◆ **REQUEST**
Lines before the one containing "Expected output: one marker per instance of the bench" are excluded. Repeat that line and every line after it, exactly.

:::

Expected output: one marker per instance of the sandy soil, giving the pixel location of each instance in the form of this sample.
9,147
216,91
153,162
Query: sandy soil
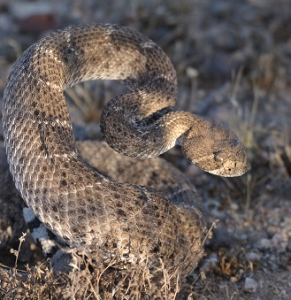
233,60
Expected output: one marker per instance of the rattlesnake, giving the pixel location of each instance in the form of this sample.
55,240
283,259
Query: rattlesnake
112,221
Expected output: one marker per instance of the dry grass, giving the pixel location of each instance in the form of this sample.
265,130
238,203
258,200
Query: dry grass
233,62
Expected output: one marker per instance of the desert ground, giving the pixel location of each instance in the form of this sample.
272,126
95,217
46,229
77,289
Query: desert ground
233,61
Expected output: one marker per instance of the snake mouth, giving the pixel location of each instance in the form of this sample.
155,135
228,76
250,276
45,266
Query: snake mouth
231,169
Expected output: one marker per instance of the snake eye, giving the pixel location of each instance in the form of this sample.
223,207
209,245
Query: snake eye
218,157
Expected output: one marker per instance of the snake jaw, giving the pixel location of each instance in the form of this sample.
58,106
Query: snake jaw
218,151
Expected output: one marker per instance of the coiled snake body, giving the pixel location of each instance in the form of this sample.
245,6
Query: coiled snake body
111,220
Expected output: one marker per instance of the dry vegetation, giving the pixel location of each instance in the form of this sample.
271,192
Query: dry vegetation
233,60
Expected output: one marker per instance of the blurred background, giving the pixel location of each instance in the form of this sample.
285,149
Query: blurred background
233,60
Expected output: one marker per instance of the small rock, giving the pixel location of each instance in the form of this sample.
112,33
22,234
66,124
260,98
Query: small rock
264,244
253,257
251,285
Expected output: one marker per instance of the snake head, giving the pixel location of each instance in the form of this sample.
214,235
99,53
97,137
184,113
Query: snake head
216,150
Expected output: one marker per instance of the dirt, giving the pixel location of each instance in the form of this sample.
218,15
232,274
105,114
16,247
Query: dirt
233,60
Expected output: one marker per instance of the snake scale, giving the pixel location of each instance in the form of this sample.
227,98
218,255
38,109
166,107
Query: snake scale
129,224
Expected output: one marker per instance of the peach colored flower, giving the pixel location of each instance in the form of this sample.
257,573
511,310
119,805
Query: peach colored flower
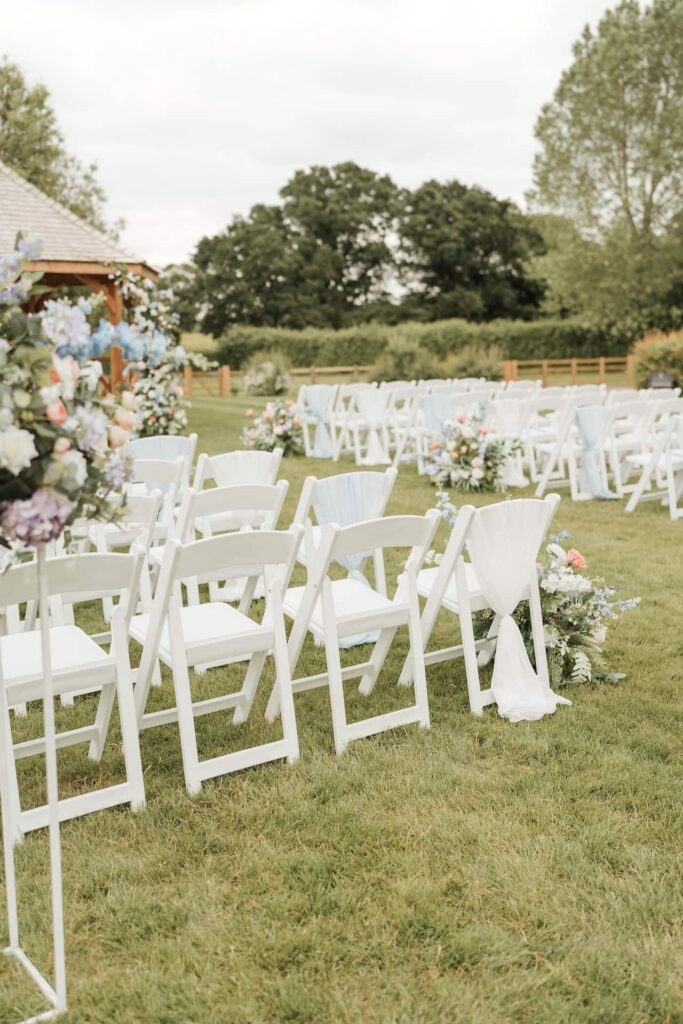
575,559
56,412
125,419
118,436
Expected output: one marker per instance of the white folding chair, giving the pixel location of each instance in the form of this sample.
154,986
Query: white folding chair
80,666
503,540
239,507
316,404
343,410
368,423
168,448
332,610
214,632
345,499
165,476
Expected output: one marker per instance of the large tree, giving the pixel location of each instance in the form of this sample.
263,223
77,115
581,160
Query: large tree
315,259
611,165
468,251
254,272
32,144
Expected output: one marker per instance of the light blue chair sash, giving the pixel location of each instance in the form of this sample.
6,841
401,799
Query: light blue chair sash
591,422
317,399
347,500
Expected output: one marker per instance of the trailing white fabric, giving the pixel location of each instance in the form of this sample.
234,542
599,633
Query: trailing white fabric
348,499
503,543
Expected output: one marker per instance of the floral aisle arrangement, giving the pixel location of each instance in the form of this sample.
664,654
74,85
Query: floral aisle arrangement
577,610
468,458
61,439
278,426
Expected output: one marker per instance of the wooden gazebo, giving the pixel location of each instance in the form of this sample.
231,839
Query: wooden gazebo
73,251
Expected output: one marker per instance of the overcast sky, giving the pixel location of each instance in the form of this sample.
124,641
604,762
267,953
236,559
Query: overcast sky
197,110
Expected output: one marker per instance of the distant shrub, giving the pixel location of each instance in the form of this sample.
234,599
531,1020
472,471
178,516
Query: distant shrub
267,373
402,359
658,353
364,343
476,359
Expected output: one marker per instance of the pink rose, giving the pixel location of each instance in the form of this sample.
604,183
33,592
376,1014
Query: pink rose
575,559
56,412
118,436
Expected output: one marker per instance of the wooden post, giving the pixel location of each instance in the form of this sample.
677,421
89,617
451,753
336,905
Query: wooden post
602,371
116,367
631,371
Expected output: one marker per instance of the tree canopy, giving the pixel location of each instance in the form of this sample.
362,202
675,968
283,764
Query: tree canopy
346,243
32,143
610,166
469,252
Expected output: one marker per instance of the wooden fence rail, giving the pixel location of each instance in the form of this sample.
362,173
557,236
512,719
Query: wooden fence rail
218,383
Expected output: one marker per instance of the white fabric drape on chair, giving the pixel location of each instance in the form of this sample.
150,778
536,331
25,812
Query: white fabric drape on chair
591,422
503,544
318,399
346,500
372,404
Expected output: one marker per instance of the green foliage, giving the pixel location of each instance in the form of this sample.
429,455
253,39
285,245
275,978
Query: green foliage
476,360
469,251
611,167
364,344
267,374
659,352
404,359
32,143
343,238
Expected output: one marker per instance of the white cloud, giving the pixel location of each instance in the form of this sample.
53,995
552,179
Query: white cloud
196,111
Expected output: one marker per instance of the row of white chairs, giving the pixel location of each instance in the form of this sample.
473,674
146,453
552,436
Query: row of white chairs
176,628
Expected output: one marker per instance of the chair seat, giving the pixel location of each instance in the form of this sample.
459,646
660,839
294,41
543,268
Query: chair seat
212,625
73,652
426,580
354,603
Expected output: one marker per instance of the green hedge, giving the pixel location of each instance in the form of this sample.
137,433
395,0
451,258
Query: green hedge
364,344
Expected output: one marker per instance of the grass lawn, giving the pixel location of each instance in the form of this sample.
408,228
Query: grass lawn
478,871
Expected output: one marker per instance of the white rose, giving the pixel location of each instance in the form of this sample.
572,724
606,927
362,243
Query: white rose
75,470
16,450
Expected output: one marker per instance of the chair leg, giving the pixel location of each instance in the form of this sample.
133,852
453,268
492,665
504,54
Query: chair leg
102,719
284,683
381,649
183,701
418,656
130,740
254,673
334,669
469,649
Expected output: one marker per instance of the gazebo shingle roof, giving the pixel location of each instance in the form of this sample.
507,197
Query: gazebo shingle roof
65,237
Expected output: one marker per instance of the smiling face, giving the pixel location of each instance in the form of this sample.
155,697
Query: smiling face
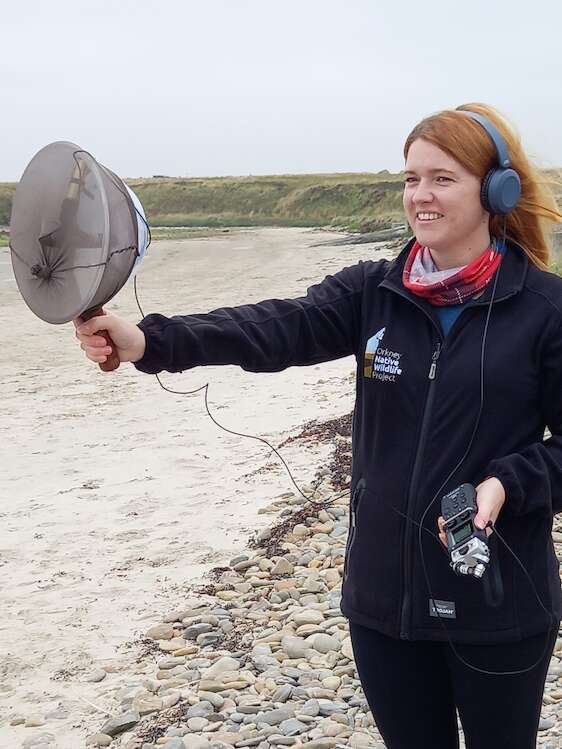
442,205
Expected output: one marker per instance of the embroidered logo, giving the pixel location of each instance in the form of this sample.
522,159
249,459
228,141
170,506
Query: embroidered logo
380,363
444,609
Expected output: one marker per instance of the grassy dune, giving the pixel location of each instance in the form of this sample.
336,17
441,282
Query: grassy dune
353,201
357,202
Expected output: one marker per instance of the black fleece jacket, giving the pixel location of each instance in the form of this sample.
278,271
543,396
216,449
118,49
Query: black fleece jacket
417,399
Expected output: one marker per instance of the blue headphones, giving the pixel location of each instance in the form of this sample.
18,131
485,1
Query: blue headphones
501,187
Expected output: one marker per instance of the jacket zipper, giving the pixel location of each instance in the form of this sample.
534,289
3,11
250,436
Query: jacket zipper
406,557
405,614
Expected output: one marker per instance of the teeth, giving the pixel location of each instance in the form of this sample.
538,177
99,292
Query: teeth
429,216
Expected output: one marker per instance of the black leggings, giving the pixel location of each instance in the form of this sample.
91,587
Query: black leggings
415,688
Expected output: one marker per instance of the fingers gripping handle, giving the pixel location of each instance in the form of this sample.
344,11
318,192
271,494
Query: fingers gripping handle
112,361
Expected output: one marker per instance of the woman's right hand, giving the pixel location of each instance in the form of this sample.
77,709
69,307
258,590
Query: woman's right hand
128,338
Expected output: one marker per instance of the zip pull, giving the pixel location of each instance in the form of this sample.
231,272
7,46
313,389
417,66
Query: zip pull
434,357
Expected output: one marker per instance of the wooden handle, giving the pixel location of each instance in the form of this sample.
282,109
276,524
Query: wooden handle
112,361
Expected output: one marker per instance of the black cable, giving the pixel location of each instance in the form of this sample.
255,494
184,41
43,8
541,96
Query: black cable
420,542
327,503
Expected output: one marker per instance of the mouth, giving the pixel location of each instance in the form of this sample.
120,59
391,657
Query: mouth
426,217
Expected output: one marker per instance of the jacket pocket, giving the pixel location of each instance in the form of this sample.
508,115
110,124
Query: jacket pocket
355,499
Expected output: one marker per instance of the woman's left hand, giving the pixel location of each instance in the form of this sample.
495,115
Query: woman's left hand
490,497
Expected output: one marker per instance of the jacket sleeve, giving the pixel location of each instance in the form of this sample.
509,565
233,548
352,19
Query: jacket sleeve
532,477
265,337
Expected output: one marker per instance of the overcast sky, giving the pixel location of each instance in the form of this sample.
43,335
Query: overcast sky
215,87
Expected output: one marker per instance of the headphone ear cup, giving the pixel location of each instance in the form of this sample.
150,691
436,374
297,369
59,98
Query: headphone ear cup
484,187
500,191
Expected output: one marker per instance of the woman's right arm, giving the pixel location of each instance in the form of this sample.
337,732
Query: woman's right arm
265,337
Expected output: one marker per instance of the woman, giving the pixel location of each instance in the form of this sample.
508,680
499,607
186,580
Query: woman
416,325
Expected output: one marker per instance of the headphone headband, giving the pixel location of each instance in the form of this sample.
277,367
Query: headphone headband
501,187
498,141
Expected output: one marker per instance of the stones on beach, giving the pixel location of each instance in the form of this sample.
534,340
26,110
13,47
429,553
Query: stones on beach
264,658
119,724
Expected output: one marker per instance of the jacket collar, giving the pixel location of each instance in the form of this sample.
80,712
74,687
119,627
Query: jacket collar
512,273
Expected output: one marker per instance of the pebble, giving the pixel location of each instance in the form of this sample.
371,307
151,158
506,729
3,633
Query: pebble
99,739
96,676
119,724
160,632
34,721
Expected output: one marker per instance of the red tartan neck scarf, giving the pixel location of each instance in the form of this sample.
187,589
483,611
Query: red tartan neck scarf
453,285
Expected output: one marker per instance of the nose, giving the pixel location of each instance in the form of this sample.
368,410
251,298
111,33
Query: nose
422,194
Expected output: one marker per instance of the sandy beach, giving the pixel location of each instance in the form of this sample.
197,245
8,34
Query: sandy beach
118,495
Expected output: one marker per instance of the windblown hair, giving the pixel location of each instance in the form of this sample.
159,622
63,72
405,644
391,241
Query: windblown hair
530,224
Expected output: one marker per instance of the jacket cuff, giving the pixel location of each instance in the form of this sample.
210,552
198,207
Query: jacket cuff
147,363
514,498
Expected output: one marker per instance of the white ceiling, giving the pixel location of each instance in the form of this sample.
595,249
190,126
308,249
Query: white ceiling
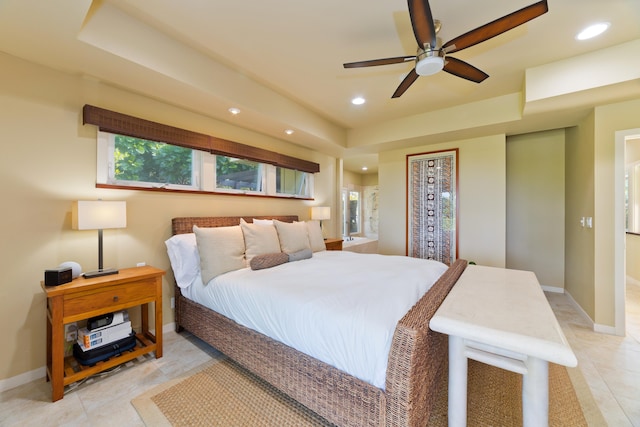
280,61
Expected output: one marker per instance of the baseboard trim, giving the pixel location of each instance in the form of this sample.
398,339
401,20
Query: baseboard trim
41,372
580,310
553,289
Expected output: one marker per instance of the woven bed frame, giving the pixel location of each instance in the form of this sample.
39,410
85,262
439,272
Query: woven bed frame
416,359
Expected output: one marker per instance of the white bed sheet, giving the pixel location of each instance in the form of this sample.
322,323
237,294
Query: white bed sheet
338,307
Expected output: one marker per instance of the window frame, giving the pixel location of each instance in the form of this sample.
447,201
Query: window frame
203,174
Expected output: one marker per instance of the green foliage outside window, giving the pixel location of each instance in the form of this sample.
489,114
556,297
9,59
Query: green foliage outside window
232,173
149,161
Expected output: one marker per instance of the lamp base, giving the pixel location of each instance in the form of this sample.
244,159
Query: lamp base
98,273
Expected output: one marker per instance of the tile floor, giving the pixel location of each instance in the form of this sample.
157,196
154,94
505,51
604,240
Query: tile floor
610,365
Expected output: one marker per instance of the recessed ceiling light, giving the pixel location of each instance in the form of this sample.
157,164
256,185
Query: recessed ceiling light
593,31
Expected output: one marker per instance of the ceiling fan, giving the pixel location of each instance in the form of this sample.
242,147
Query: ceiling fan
431,58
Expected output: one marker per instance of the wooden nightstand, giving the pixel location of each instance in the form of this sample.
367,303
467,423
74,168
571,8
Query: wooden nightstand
333,244
83,298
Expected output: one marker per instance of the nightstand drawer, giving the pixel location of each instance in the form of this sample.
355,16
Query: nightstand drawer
111,298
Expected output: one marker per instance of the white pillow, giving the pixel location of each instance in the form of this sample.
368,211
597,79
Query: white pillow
221,250
259,239
316,240
262,221
293,236
184,258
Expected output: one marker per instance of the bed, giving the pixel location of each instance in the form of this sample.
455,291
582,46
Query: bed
415,362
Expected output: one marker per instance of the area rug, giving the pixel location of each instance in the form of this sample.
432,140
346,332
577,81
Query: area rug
224,394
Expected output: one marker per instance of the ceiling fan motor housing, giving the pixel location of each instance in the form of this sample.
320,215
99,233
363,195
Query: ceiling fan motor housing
429,62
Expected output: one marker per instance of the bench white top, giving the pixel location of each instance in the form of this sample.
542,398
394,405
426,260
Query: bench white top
505,309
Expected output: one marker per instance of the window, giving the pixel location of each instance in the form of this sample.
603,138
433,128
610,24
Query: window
292,182
238,174
142,163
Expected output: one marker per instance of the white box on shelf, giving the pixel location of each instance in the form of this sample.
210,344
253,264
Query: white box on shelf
92,339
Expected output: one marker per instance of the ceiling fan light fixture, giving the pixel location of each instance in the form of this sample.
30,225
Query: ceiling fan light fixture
429,62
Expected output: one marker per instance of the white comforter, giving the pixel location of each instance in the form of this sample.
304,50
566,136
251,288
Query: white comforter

:::

◆ **TASK SOLUTION**
Expected output: one marker per instance of the bench white top, giving the pixel location of each instance in the form of this sample.
542,398
394,405
426,260
Query: bench white top
505,309
Expected output: one marker per instance of the window, giving the pixel location of each instance in the form of this sample.
603,138
433,128
610,24
Query: window
292,182
238,174
142,163
Expected output: one marker per instance of the white box on shelf, giving the pixel location of each instance in the form of this sample.
210,344
253,264
Query: white box on shelf
92,339
Expected output: one marker per instance of the ceiling fan light fixture, giving the pixel location of each instance in the form of this sample.
30,225
Query: ceiling fan light fixture
429,62
Expected output: one marker per instance of the white comforter, giving the pixel location of each instance in the form of this sample.
304,50
566,136
251,288
Query: white comforter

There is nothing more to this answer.